━━ The data ━━
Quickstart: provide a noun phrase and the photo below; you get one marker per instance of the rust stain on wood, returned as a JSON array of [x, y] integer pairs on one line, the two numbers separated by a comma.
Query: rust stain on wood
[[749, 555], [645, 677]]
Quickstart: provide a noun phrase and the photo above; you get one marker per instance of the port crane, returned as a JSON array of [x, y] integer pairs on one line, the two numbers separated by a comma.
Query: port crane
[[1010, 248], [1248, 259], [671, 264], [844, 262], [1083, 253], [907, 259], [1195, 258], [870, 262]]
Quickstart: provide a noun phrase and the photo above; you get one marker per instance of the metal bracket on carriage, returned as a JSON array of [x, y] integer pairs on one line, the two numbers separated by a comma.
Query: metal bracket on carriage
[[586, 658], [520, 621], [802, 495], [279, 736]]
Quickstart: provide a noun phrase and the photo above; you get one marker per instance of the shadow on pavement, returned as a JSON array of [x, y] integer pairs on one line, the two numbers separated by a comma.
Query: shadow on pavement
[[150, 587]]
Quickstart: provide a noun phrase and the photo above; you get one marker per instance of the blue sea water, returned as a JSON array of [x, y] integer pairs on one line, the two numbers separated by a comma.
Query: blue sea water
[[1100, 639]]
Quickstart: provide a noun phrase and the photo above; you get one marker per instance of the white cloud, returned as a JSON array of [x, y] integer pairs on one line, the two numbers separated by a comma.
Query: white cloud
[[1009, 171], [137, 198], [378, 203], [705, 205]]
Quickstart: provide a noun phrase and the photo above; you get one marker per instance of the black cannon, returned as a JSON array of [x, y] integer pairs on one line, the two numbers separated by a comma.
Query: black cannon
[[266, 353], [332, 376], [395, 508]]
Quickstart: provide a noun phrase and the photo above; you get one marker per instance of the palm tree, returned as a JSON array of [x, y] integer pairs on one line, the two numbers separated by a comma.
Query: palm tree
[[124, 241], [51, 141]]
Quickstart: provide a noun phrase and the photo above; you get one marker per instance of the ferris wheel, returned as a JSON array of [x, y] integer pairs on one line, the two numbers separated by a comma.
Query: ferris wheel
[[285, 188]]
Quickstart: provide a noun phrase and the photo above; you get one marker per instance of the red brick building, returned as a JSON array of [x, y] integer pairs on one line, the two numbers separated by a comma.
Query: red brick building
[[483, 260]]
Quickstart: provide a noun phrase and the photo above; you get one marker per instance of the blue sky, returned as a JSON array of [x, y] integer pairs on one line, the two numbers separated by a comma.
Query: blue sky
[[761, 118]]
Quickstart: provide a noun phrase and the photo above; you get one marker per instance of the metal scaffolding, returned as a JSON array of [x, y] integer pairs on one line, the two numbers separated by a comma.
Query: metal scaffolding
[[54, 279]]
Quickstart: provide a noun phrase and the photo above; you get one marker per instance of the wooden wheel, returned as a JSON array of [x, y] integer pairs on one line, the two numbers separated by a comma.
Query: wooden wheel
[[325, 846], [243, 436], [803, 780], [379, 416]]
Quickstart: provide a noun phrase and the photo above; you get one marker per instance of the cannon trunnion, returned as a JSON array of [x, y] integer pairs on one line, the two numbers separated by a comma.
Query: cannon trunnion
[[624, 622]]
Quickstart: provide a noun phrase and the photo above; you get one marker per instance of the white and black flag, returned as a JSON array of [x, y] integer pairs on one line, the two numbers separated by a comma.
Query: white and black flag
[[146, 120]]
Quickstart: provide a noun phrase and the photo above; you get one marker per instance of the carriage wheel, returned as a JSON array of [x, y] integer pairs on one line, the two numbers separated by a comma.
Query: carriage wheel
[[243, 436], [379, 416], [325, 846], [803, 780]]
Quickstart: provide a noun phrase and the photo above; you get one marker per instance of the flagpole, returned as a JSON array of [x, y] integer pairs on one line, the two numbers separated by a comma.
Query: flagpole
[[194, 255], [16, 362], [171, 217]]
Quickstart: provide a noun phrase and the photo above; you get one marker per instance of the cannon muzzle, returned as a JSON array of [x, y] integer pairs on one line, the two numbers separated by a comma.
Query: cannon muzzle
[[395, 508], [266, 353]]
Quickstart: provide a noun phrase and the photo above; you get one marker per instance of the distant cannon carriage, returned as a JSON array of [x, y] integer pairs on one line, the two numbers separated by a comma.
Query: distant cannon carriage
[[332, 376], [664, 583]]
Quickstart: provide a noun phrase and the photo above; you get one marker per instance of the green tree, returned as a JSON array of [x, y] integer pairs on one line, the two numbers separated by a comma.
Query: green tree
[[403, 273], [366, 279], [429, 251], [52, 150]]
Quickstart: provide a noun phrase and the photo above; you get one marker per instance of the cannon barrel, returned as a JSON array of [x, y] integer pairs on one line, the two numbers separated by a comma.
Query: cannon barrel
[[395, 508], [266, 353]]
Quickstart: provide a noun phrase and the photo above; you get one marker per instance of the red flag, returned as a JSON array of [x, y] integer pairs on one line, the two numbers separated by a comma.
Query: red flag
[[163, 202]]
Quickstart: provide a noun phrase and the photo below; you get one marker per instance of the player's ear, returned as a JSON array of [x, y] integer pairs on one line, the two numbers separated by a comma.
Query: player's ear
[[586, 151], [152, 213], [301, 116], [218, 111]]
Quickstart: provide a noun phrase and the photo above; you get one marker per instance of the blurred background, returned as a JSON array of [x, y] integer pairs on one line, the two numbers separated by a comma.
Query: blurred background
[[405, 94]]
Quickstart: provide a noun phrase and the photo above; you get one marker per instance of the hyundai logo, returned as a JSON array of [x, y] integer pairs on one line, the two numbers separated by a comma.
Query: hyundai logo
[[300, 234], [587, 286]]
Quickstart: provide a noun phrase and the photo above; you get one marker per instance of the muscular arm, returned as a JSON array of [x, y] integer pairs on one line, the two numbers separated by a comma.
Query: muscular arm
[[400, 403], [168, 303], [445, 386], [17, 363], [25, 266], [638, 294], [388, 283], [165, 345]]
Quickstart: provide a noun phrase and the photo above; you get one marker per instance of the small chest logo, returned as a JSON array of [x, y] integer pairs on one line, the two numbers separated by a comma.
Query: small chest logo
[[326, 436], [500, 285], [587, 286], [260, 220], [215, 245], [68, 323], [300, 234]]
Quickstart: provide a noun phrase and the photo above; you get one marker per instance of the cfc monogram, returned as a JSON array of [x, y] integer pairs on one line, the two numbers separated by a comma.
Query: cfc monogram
━━━
- [Problem requirements]: Recast everything from the start of the items above down to the line containing "[[266, 353], [332, 376], [395, 508]]" as a Markdown table with the columns Number and Line, one row for each line, skipping blank lines.

- [Response for this exercise]:
| Number | Line |
|---|---|
| 1 | Quickstart: provide a noun phrase and the photo below; you get one marker per instance of the rust stain on wood, returned as a JSON array of [x, y] integer pairs on one line, the two numbers separated by a comma. |
| 2 | Query: rust stain on wood |
| 3 | [[749, 555], [645, 677]] |
| 4 | Quickstart: provide a noun phrase and the photo above; you get one marker per instance of the port crane, returned as a JSON array of [x, y] integer pairs on one line, the two numbers separated by a comma. |
| 5 | Query: port crane |
| 6 | [[1010, 248], [1248, 259], [671, 264], [844, 262], [1083, 253], [907, 259], [1195, 258], [870, 262]] |
| 7 | Quickstart: provide a noun phrase and the photo above; you get one marker per instance of the metal bracket on carriage, returned as a JSON array of [x, y] integer pairs on one line, the two numbers separated by a comma. |
| 8 | Query: metal bracket on carriage |
| 9 | [[586, 658], [520, 621], [802, 495], [279, 736]] |
| 10 | Quickstart: provide a noun phrase and the photo above; you get one marker per instance of the shadow on pavement, returned as a JSON array of [x, y] integer pairs on one line, the two numbers separated by a comma. |
| 11 | Query: shadow on pavement |
| 12 | [[150, 587]] |
| 13 | Quickstart: provide a noun phrase and the photo above; you get one marker per instance of the blue sea water, returned as a JSON array of [x, y] integer pairs on one line, the two numbers separated by a comma. |
| 14 | Query: blue sea water |
| 15 | [[1100, 639]] |
| 16 | Quickstart: provide a noun phrase and the photo above; you get one marker per instance of the white cloud, returned as a JSON array of [x, y] integer pairs on one line, the two numbers separated by a comma. |
| 17 | Query: white cloud |
| 18 | [[1009, 171], [137, 198], [378, 203], [705, 205]] |
| 19 | Quickstart: provide a noun phrase and the photo above; you get one marker per instance of the black cannon, returned as a JSON array of [x, y] integer pairs on one line, the two numbers separated by a comma. |
| 20 | Query: black cannon |
| 21 | [[266, 353], [332, 376], [395, 508]] |